● YOUR GOAL: Copy the data word for word, from its first line through the line with "point(343, 322)".

● STORED ROWS:
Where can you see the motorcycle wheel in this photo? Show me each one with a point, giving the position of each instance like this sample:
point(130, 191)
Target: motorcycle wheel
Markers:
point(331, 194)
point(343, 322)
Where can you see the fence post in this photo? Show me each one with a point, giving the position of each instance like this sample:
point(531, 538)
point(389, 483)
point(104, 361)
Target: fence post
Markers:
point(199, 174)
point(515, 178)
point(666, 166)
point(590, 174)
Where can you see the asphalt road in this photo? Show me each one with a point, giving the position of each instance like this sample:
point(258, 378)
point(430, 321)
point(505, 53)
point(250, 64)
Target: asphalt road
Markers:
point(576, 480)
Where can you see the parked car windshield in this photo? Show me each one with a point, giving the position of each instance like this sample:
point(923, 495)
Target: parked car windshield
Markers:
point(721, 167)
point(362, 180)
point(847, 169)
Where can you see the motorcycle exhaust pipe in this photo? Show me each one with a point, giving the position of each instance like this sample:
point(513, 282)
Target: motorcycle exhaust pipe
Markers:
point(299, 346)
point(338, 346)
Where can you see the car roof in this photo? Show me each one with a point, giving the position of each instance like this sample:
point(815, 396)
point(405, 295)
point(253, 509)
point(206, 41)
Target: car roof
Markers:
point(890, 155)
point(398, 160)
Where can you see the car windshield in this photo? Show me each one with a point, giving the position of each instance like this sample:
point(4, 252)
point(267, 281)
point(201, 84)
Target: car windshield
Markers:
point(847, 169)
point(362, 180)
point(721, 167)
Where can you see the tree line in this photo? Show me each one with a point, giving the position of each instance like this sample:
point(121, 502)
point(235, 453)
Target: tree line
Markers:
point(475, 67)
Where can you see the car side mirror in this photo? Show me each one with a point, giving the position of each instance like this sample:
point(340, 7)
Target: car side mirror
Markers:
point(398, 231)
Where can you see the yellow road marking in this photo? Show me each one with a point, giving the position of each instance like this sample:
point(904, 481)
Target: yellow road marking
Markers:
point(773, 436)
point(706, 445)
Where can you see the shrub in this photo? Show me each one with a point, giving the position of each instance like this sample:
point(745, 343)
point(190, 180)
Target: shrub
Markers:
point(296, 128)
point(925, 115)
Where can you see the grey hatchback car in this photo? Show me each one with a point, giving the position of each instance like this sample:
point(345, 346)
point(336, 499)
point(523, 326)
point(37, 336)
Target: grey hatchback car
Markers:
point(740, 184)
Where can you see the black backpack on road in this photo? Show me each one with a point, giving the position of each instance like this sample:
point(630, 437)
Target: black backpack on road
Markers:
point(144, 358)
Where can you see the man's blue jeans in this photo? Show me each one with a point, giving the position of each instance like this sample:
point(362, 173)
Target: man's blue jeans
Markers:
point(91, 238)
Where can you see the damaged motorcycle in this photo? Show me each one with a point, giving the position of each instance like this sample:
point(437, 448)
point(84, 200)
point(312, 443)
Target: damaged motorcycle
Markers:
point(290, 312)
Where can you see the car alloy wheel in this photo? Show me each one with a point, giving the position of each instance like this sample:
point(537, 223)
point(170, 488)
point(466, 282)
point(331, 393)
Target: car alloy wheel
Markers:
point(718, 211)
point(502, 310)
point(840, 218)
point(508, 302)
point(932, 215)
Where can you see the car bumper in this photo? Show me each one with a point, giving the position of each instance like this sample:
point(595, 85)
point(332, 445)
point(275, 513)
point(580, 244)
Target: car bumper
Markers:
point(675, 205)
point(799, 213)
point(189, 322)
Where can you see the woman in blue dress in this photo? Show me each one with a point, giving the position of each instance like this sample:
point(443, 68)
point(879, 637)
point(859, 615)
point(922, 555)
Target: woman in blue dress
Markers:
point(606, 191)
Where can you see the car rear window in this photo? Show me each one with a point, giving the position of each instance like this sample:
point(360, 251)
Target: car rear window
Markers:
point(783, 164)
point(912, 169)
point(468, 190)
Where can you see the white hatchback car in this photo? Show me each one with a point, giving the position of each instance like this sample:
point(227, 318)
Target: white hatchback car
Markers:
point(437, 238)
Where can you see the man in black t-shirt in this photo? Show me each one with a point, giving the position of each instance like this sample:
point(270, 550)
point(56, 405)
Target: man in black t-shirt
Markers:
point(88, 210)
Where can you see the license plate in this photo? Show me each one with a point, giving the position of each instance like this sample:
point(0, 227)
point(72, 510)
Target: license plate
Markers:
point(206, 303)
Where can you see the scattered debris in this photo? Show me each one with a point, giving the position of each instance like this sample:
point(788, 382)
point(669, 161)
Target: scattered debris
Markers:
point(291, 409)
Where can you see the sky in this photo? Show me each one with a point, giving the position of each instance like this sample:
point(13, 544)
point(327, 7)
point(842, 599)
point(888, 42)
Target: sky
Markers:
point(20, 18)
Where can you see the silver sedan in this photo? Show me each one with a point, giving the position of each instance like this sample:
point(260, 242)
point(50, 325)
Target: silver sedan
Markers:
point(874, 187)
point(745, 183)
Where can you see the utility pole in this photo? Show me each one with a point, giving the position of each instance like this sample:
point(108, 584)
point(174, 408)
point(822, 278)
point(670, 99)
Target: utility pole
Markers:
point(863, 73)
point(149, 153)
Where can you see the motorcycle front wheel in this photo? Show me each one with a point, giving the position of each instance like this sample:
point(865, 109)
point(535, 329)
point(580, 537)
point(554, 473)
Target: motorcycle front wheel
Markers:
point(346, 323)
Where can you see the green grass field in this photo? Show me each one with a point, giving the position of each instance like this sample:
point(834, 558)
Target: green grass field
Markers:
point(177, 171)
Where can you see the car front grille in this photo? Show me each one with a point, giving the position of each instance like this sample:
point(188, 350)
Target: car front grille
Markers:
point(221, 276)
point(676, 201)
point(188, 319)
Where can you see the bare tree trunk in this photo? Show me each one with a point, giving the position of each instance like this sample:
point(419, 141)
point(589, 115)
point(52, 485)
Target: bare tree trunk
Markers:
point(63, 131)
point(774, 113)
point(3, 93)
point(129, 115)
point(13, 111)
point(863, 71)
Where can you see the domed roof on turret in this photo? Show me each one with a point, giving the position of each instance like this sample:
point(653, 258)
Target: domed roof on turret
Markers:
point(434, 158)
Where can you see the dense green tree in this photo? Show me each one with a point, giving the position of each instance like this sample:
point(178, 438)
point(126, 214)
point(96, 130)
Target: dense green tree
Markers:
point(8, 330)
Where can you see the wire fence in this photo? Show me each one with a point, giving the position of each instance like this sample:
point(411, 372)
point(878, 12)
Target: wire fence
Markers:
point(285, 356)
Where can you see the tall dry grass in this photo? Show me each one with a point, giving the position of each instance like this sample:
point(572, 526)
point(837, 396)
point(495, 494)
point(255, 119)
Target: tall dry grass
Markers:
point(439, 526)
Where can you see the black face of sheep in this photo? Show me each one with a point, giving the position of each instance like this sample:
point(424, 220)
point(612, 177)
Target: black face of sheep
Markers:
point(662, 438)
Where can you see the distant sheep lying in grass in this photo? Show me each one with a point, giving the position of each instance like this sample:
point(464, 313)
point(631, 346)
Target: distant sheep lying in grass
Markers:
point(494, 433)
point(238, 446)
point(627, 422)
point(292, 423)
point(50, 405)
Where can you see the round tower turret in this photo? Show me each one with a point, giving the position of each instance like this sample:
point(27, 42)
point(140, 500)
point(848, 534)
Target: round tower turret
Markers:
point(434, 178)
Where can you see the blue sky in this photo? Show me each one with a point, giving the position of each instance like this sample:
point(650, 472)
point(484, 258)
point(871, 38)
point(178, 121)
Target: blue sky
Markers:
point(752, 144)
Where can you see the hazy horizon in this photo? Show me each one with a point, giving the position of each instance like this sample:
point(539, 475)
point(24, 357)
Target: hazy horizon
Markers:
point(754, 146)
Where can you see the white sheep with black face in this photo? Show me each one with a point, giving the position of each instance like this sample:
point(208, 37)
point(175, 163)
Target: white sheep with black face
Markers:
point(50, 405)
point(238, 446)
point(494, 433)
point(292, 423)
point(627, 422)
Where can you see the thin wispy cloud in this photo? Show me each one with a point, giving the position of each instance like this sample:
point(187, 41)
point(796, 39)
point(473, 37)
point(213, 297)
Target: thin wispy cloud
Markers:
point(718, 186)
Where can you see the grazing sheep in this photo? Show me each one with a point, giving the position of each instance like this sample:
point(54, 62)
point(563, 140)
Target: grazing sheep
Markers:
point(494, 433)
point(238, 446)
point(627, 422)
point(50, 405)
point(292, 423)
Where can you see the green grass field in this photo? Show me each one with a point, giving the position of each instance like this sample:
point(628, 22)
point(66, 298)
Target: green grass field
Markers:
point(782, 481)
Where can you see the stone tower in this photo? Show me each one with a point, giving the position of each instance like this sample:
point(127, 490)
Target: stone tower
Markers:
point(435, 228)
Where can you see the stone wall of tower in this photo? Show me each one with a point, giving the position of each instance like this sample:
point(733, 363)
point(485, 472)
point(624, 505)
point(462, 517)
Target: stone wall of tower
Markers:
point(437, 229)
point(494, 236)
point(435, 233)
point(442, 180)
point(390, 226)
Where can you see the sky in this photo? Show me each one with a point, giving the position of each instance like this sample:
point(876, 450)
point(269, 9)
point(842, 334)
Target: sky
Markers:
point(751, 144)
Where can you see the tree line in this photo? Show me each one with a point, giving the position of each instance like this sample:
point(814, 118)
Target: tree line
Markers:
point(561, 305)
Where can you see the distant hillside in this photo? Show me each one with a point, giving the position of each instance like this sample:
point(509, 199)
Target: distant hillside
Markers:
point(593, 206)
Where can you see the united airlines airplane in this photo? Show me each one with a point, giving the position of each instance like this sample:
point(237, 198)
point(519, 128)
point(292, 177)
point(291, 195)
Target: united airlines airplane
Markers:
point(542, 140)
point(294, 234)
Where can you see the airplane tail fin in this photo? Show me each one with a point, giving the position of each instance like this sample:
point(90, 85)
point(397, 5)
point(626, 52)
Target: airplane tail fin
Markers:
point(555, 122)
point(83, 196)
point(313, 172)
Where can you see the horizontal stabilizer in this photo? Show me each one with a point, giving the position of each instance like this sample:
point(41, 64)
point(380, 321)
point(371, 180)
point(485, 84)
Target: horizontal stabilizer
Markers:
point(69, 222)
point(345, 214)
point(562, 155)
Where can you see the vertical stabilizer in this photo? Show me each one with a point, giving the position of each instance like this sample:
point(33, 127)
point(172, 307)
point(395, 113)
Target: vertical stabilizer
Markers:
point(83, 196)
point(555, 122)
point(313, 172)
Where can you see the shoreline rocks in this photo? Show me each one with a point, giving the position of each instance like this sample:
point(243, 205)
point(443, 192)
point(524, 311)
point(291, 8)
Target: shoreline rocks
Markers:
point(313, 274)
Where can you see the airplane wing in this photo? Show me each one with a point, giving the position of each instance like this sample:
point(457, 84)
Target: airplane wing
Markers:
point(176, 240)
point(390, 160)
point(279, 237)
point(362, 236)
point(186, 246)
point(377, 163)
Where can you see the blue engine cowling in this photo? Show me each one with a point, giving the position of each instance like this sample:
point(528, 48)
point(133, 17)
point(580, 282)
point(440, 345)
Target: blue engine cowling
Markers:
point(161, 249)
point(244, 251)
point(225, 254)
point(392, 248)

● FINAL RESULT:
Where can you see the motorcycle wheel in this photo? Show me each one with a point, giving the position of each instance like this sample:
point(130, 191)
Target: motorcycle wheel
Markers:
point(331, 194)
point(343, 322)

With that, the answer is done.